Can you rewrite every line of the entries below as a JSON list of strings, with one string per line and blank lines left out?
==*==
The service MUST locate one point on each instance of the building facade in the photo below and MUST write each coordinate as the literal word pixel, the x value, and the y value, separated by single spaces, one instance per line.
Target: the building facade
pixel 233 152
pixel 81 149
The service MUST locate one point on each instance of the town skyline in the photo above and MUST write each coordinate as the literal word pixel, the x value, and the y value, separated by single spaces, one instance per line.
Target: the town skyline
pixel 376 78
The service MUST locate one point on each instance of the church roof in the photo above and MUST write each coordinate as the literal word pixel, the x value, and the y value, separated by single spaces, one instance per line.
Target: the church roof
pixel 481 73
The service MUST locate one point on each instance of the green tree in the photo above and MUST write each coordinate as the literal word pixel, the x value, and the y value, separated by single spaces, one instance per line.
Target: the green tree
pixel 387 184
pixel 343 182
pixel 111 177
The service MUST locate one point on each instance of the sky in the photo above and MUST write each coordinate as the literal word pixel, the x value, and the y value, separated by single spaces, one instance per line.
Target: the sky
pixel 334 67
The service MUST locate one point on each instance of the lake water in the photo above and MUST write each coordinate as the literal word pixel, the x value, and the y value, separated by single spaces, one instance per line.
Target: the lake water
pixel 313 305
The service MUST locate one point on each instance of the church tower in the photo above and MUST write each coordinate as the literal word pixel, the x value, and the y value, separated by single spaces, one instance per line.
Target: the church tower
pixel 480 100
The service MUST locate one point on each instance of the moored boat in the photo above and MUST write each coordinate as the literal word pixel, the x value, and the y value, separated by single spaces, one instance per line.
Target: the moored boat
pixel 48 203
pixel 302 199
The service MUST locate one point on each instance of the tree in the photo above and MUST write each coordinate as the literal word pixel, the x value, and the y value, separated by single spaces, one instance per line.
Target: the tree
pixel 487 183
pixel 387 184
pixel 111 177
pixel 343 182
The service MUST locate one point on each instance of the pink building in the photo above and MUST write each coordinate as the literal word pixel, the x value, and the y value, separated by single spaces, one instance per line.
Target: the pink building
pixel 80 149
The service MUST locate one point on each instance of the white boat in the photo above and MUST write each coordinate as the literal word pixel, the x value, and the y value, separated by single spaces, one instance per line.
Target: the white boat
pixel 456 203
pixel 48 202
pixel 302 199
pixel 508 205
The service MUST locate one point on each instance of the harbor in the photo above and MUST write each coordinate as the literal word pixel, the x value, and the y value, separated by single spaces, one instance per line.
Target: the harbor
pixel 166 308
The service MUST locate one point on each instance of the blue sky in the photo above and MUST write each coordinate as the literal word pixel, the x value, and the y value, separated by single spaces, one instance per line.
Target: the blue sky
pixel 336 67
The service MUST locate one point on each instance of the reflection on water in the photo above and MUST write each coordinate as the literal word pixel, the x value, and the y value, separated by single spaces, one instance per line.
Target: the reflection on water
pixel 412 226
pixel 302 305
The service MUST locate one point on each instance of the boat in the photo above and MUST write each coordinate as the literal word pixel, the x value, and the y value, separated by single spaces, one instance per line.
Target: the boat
==*==
● Task result:
[
  "The service MUST locate one point on each instance of the building facade in the photo below and MUST write each coordinate as the literal word pixel, the x value, and the y value, separated by single spaces, one instance per line.",
  "Target: the building facade",
  "pixel 233 152",
  "pixel 81 149",
  "The service MUST locate one point on each instance of the town skyline in the photo above and MUST write each coordinate as the literal word pixel, the x value, and the y value, separated by single spaces, one instance per line.",
  "Target: the town skyline",
  "pixel 376 78",
  "The service MUST locate one point on each instance of the church roof in the photo above and MUST write each coordinate as the literal word pixel, the x value, and the y value, separated by single spaces, one instance per line.",
  "Target: the church roof",
  "pixel 481 73",
  "The service MUST locate one point on each instance of the green tree in the photo above and MUST write each coordinate as the literal word pixel, the x value, and the y value, separated by single spaces, one instance per line.",
  "Target: the green tree",
  "pixel 387 184",
  "pixel 343 182",
  "pixel 111 177",
  "The service MUST locate one point on each instance of the sky in the photo above and MUST write each coordinate as the literal word pixel, the x value, and the y value, separated by single spaces, one instance per line.",
  "Target: the sky",
  "pixel 334 67",
  "The service MUST locate one point on each instance of the lake water in the photo above and MUST write each coordinate as the literal word pixel, the x value, and the y value, separated by single spaces, one instance per line.",
  "Target: the lake water",
  "pixel 313 305",
  "The service MUST locate one point on each instance of the church tower in the photo above and MUST write each coordinate as the literal word pixel, the x value, and the y value, separated by single spaces, one instance per line.",
  "Target: the church tower",
  "pixel 480 100",
  "The service MUST locate one point on each instance of the moored boat in the photo above and MUST write each coordinate as the literal word pixel, the x value, and the y value, separated by single spaces, one instance per line.",
  "Target: the moored boat",
  "pixel 48 203",
  "pixel 302 199",
  "The service MUST locate one point on each instance of the tree in the photo above and MUST write each coordinate as the literal word pixel, the x value, and the y value, separated by single spaces, one instance per line.",
  "Target: the tree",
  "pixel 487 183",
  "pixel 387 184",
  "pixel 111 177",
  "pixel 343 182",
  "The service MUST locate one point on each instance of the pink building in the photo above and MUST write each coordinate as the literal word pixel, the x value, and the y value, separated by single spaces, one instance per line.",
  "Target: the pink building",
  "pixel 80 149",
  "The service MUST locate one point on each instance of the white boat in the photo above and MUST write each coordinate as the literal word pixel, the x value, and the y value, separated by single spaces, one instance per line.",
  "Target: the white boat",
  "pixel 456 203",
  "pixel 48 202",
  "pixel 302 199",
  "pixel 508 205",
  "The service MUST locate one point on each instance of the harbor in the photo above and MUST write each coordinate as the literal word pixel, the x value, and the y value, separated by single spaces, one instance per line.",
  "Target: the harbor",
  "pixel 166 308",
  "The service MUST locate one point on each instance of the blue sky in the photo above and MUST write each coordinate as the literal word pixel, the x value, and the y value, separated by single spaces, one instance per line.",
  "Target: the blue sky",
  "pixel 336 67",
  "The service MUST locate one point on each instance of the reflection on water in the photo above and MUST write each coordinate as the literal word pixel, the x value, and the y value, separated by single spaces, one instance per line.",
  "Target: the reflection on water",
  "pixel 412 226",
  "pixel 302 305",
  "The service MUST locate one point on each instance of the boat in the photo above and MUST write each coordinate as the literal word pixel, the x value, and the y value, separated by single spaces, one instance per line.",
  "Target: the boat"
]